*AIM*:
Pull out every line of the material that contains the string "girl", with case counting.

*DATA SHOWN*:

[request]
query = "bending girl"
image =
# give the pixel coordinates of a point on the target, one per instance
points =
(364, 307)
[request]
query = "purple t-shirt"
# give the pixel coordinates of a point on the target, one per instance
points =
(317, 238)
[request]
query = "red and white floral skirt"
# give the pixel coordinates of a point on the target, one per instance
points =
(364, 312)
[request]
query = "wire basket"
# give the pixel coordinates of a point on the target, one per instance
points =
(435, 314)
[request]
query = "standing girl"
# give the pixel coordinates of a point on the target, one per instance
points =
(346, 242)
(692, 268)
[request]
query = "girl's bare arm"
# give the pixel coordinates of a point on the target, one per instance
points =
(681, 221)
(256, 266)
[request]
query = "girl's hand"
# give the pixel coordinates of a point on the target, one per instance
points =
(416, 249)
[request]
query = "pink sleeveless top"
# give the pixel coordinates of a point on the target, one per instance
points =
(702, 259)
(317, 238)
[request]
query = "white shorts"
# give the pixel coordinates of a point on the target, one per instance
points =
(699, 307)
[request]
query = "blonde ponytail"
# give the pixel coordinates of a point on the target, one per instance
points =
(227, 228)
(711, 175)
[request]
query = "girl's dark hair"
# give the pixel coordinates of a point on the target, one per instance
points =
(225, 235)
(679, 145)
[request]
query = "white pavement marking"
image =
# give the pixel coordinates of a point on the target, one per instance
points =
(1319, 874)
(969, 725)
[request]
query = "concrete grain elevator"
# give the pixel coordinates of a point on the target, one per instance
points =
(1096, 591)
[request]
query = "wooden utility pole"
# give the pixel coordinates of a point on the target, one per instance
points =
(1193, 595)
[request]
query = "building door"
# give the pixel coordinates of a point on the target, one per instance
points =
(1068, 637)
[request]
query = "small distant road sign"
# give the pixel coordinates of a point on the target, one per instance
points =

*CORRECT OUTPUT*:
query = "bending girl"
query = "standing girl"
query = "girl's bare arm"
query = "girl's hand"
query = "girl's dark hair"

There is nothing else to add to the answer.